■ Data supplied
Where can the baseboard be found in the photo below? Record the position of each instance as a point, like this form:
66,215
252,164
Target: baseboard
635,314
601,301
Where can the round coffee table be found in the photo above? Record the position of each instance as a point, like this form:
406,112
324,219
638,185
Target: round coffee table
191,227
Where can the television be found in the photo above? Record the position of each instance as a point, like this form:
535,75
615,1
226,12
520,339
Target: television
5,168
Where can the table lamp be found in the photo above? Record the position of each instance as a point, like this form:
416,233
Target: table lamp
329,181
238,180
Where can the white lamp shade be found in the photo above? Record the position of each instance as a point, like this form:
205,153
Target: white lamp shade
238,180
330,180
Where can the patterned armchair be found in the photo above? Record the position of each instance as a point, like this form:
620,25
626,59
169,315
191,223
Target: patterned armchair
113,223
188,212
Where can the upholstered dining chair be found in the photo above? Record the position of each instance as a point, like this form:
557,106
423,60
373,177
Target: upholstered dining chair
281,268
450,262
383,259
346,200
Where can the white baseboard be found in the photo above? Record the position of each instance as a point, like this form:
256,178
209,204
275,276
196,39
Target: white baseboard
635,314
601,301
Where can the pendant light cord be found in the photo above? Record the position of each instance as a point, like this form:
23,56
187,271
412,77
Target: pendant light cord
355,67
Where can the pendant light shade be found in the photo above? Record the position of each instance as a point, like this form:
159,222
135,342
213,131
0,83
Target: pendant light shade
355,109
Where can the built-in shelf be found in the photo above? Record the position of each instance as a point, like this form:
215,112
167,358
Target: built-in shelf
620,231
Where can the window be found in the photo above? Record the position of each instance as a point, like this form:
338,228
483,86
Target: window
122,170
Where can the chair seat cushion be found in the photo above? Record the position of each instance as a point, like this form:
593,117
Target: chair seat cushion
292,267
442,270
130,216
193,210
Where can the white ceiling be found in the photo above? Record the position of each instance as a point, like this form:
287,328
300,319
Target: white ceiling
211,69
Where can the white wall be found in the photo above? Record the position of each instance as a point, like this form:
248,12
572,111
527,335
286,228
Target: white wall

■ Job
Copy out every line of the data above word for word, changing nothing.

■ Response for this exercise
Where can the baseboard be found in the photo below? Record the position of each instance as a point, like this form:
66,215
252,164
Target: baseboard
635,314
601,301
Where can the round coffee table be found in the photo above? Record the position of each instance as a point, like this form:
406,112
324,219
638,185
Target: round coffee table
191,227
Where can the television be found in the photo above? Record the position of each instance as a point, like this form:
535,75
615,1
226,12
520,339
Target: television
5,168
Where can the table lamp be found in the photo above? Record the position of each instance as a point, like this form:
416,233
Target: table lamp
329,181
238,180
Where can the white lamp shade be found in the photo above? Record the position of each instance as a point, like this form:
205,153
Target: white lamp shade
238,180
330,180
Where can the patterned armchair be found in the photo above? Record the position of each instance as a point, like this form:
620,25
626,59
169,315
191,223
Target: patterned armchair
113,223
188,212
Where can the upholstered dining chair be found in the photo above? Record the position of each instance as a point, like this form:
557,106
423,60
373,177
Target: upholstered dining chair
281,268
450,262
383,259
346,200
Where can the white baseboard be found in the photo above? Record the position of each instance as a point, like this form:
256,178
209,204
275,276
196,39
Target: white baseboard
635,314
601,301
Where can the pendant light cord be found in the photo above? Record the position of each instance as a point, like this form:
23,56
187,271
412,77
Target: pendant light cord
355,67
Where can the pendant light shade be found in the photo above? Record the position of each instance as a point, like this form:
159,222
135,342
213,131
0,83
Target: pendant light shade
355,109
Where can the built-in shelf be found in the photo above? Record the position of each instance as a point, like this form:
215,112
167,358
Target: built-in shelf
620,231
Where can the window be found in the photo above? Record the position of each instance as a point, like this form:
338,228
483,86
Target: window
122,170
Where can the chair seat cushion be found in the photo above? Record the position of each instance as a point, like this form:
593,117
Target: chair seat cushion
292,267
442,270
130,216
193,210
Where can the white ceiling be found in the photo above? Record the position of each instance as a point, like this form:
287,328
300,319
Target: white ceiling
211,69
Where can the white wall be found in the photo above? Record the position of each instance as a point, like this form:
248,12
572,111
527,335
286,228
Target: white wall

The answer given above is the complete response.